Your task:
Check every line below for the word "microphone" and copy each one that has it.

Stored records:
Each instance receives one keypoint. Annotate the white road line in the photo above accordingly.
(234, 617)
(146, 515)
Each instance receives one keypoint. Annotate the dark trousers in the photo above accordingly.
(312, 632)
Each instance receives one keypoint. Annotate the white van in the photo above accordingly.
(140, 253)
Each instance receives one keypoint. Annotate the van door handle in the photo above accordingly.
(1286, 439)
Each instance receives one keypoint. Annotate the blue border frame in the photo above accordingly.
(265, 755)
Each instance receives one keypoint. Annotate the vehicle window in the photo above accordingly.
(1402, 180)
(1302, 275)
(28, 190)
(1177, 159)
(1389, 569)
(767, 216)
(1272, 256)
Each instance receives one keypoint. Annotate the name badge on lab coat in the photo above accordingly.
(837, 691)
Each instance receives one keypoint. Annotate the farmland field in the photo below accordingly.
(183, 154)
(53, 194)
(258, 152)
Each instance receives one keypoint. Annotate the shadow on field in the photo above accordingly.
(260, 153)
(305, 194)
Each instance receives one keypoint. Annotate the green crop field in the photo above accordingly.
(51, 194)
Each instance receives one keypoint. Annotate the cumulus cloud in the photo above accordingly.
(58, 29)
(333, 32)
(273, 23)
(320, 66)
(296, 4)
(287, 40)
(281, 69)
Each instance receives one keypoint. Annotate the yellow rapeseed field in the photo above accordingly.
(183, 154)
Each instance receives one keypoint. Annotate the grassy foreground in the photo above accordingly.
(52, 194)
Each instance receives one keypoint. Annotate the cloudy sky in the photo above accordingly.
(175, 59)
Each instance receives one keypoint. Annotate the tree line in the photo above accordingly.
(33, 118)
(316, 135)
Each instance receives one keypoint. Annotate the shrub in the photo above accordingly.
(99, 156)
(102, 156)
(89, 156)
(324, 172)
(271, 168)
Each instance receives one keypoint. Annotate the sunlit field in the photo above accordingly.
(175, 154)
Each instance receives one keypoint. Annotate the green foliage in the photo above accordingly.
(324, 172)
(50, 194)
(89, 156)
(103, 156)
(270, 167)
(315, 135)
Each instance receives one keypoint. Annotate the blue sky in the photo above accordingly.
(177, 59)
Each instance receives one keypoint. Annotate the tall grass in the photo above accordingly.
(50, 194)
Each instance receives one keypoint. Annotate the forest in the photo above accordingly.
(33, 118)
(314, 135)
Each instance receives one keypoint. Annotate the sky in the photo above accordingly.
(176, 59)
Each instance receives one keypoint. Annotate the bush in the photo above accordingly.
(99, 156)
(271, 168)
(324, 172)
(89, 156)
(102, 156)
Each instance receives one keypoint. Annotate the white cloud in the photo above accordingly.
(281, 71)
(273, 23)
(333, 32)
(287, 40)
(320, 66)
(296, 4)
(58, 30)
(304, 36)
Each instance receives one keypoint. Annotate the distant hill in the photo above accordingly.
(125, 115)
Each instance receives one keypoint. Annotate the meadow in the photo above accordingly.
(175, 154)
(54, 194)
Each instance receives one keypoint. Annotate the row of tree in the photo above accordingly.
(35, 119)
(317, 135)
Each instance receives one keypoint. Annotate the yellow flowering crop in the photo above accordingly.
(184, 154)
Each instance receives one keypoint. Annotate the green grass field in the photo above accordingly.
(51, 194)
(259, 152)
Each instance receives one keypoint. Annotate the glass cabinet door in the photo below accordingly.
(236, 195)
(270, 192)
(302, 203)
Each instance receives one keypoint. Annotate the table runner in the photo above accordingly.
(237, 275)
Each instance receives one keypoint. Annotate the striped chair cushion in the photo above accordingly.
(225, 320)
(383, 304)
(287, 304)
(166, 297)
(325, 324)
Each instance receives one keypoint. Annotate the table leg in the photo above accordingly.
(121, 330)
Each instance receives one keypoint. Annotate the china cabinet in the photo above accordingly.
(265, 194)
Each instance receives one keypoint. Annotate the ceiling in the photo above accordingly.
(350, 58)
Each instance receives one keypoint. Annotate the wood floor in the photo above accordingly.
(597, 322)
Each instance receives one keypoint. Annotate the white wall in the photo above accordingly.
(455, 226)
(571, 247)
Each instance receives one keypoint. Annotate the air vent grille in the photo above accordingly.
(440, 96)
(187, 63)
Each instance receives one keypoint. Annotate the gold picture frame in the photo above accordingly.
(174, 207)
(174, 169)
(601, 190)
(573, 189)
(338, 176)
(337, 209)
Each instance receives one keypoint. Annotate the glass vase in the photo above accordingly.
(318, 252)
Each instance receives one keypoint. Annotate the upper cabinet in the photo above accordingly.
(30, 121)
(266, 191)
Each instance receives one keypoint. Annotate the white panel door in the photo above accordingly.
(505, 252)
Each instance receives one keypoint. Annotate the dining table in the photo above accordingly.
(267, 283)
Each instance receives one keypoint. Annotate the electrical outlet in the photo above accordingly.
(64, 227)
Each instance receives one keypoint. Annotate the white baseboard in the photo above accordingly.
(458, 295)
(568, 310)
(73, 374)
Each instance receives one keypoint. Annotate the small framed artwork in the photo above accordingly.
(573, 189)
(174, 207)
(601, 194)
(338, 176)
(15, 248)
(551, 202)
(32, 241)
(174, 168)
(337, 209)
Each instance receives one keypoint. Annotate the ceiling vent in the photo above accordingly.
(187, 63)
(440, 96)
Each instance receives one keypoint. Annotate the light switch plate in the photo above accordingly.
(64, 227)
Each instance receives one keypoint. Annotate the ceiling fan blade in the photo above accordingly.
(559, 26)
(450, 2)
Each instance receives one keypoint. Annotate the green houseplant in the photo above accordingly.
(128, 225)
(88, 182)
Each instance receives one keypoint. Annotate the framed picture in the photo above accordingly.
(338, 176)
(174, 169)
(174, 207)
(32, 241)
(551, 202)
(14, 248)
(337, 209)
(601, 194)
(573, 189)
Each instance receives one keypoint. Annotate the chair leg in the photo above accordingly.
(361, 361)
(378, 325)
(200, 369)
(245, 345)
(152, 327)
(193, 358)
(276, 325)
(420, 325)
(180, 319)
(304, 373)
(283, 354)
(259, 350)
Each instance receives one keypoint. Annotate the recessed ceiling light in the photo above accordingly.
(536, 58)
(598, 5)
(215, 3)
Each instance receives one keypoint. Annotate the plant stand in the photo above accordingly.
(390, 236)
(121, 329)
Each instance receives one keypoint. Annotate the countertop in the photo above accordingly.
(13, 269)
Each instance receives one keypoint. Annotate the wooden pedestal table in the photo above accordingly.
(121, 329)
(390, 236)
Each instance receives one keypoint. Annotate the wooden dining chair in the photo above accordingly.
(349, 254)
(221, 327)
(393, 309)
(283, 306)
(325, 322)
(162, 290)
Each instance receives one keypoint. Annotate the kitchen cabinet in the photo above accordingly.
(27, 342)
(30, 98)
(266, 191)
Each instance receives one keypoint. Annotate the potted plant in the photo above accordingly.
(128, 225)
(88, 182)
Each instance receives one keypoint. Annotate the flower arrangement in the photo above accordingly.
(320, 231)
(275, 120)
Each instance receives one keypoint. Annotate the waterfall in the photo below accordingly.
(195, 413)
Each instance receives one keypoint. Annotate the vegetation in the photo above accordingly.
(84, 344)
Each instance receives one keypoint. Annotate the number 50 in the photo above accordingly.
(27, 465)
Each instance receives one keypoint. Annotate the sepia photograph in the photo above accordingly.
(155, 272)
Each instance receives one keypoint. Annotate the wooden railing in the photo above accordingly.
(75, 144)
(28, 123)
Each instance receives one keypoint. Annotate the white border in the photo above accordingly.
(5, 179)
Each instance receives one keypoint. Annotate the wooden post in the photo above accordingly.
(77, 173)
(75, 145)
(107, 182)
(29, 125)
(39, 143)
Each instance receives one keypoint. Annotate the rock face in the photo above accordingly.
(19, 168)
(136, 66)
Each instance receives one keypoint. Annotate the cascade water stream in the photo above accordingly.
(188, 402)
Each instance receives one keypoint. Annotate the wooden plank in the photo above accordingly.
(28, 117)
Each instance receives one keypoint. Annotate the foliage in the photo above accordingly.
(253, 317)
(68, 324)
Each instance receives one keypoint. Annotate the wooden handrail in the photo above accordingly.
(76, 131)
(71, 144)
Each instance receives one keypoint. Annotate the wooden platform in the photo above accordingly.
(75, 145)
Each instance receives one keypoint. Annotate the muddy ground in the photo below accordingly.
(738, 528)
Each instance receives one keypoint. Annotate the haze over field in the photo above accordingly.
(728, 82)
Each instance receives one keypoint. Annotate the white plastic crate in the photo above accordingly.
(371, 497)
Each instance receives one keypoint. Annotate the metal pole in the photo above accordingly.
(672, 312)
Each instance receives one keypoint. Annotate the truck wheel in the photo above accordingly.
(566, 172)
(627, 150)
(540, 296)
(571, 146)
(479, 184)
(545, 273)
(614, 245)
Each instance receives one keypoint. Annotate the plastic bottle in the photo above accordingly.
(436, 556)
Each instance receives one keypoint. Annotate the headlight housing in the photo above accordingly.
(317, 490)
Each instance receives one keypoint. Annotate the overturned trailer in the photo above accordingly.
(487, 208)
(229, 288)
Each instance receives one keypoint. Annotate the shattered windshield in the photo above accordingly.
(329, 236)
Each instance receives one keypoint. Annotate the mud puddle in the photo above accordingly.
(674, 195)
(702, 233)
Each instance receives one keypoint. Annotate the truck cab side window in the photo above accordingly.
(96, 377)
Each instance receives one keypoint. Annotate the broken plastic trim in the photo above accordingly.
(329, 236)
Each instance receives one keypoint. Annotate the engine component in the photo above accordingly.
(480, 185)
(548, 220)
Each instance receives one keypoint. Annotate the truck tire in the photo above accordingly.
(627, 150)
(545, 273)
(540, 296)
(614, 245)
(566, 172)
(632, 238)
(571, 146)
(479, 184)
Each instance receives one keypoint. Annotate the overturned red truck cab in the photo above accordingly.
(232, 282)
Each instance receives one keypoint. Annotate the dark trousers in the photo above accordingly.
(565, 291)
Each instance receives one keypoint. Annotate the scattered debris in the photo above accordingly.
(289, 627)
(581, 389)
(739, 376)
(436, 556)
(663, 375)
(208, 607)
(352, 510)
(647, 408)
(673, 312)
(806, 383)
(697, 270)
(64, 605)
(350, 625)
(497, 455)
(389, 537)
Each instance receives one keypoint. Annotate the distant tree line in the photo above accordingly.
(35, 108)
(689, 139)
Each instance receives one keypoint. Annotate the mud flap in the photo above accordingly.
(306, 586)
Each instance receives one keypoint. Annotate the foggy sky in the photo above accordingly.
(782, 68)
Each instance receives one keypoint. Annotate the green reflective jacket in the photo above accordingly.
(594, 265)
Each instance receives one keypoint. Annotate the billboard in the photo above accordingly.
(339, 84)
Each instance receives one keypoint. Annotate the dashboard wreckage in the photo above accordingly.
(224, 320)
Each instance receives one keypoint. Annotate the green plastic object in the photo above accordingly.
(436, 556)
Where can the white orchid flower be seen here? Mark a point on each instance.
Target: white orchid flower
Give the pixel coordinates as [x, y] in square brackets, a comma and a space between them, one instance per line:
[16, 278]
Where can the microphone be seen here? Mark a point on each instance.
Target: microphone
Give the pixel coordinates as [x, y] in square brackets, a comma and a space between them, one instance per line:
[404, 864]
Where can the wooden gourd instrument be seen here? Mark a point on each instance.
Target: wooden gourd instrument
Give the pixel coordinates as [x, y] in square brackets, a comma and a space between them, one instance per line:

Result for this task:
Where can the microphone be seen here? Mark a point on each instance.
Target: microphone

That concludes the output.